Texto de origem:
━━━━━━━━
Escrito por Lucas Sansón em 21 de julho, 2021
Esta história começou em San Antonio de los Baños. No domingo 11 de julho, as ruas da cidade acordaram ao grito de “Libertad” (Liberdade). Dias de apagões seguidos foram a gota d’água para aqueles que saíram para protestar contra a situação precária do país.
Os vídeos das manifestações me fizeram saltar por toda a casa. Eu queria estar lá, eu queria experimentar algo assim. Os tremores secundários em Palma Soriano, Alquízar e tantas outras cidades do país me fizeram pensar que logo Havana também se levantaria.
Desta vez eu tinha que estar à altura da ocasião, não podia ficar em casa como no dia 27 de novembro. Eu não me perdoaria se o medo me vencesse de novo. “Nós não temos medo, não temos medo”. Eu me vi em cada uma das pessoas que saíram para protestar.
No exato momento em que tive a confirmação das mobilizações em Havana, me vesti e quis ir para lá, mas minha mãe estava lá para me impedir. Eu ainda me lembro dela chorando. “Sinto muito, mamãe”.
Um carro e em pouco tempo eu estava na Havana Velha. Nenhum dos meus amigos queria se juntar a mim: alguns tinham medo da repressão, outros não estavam dispostos a pagar o preço de fazer suas famílias sofrerem. Eu não os questiono, eu até os entendo. Eu também estava com medo na época e ainda estou.
No caminho para lá, vi caminhões cheios de tropas conhecidos como “boinas negras”. A cidade estava sob cerco. Eu não sabia para que lado caminhar, mas desci. Acabei indo parar no Hotel Packard. O Prado estava vazio. Uma avó gritava com seu neto para sair de lá, para ir para casa, que esses valentões só espancariam os mais jovens.
Quatro jovens passaram na direção oposta, sem dizer uma palavra, balançando uma bandeira M-26-7 pró-governamental. Eles eram tudo o que eu não esperava ver. Um deles eu conhecia, éramos colegas de classe na pré-universidade. Trocamos olhares por alguns segundos. Nunca pensei que o Paseo del Prado pudesse ficar assustador.
Naquele momento um amigo me ligou para me dizer que Díaz-Canel tinha ido à televisão nacional para chamar seus seguidores para enfrentar os protestos e que ele estava encorajando uma guerra civil. “Saia daí, vá para casa”, me disse.
Eu fumei um cigarro. Eu não podia acreditar que Havana não iria se mobilizar. Durante alguns minutos fiquei muito desapontado. Eu andei para trás ao longo de uma rua paralela. Peguei meu ritmo e encontrei uma mobilização impressionante de cubanos que, como em San Antonio de los Baños, estavam gritando “Libertad” (Liberdade).
Pela primeira vez na minha vida, senti-me livre. Também aqui eles gritavam que não tínhamos medo, agora eu poderia dizê-lo também. Há uma coisa que o 11 de julho deixou muito claro para mim: nunca mais quero sentir que não sou livre. Entretanto, escrevo isto usando um pseudônimo. O caminho para a liberdade é um caminho difícil.
━━━━━━━━
Trechos dos registros:
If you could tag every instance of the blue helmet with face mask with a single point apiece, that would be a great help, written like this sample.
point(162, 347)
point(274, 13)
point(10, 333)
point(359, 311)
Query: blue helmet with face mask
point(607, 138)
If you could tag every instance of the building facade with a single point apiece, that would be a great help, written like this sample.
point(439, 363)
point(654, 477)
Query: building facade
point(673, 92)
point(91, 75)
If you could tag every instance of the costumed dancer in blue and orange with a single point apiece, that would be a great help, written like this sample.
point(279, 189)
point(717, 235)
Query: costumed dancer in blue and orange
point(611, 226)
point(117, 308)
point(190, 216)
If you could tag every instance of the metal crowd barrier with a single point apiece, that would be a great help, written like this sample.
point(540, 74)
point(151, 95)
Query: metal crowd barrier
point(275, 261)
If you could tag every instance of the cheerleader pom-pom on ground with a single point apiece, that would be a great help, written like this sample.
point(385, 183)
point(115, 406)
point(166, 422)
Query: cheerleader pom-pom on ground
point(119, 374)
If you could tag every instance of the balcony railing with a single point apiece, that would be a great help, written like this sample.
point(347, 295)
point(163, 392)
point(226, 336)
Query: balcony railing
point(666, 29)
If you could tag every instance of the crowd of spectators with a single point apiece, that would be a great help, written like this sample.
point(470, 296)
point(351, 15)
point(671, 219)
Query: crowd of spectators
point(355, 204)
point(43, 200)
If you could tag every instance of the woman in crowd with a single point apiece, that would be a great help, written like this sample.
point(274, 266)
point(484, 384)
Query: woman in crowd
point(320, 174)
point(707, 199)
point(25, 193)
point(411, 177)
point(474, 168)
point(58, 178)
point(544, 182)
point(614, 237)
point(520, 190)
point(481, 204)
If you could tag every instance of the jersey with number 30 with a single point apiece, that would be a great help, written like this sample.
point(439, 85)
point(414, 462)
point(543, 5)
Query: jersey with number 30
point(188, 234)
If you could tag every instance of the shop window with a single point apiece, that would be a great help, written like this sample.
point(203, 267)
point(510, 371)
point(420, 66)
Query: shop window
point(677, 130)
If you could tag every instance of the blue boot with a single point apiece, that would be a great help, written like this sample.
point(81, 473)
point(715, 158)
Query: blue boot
━━━━━━━━
Tarefas a realizar:
(A) Segundo o relato sobre os protestos de 11 de julho, que bandeira os quatro jovens que passaram na direção oposta balançavam?
(B) Cite literalmente o trecho do relato sobre os protestos de 11 de julho que se inicia em “No exato momento” e vai até “os mais jovens.”.
(C) Traduza para o inglês esta frase do relato sobre os protestos de 11 de julho: “O caminho para a liberdade é um caminho difícil.”

Lista de respostas:
(A) Uma bandeira M-26-7 pró-governamental.

(B)
No exato momento em que tive a confirmação das mobilizações em Havana, me vesti e quis ir para lá, mas minha mãe estava lá para me impedir. Eu ainda me lembro dela chorando. “Sinto muito, mamãe”.
Um carro e em pouco tempo eu estava na Havana Velha. Nenhum dos meus amigos queria se juntar a mim: alguns tinham medo da repressão, outros não estavam dispostos a pagar o preço de fazer suas famílias sofrerem. Eu não os questiono, eu até os entendo. Eu também estava com medo na época e ainda estou.
No caminho para lá, vi caminhões cheios de tropas conhecidos como “boinas negras”. A cidade estava sob cerco. Eu não sabia para que lado caminhar, mas desci. Acabei indo parar no Hotel Packard. O Prado estava vazio. Uma avó gritava com seu neto para sair de lá, para ir para casa, que esses valentões só espancariam os mais jovens.

(C) The road to freedom is a difficult road.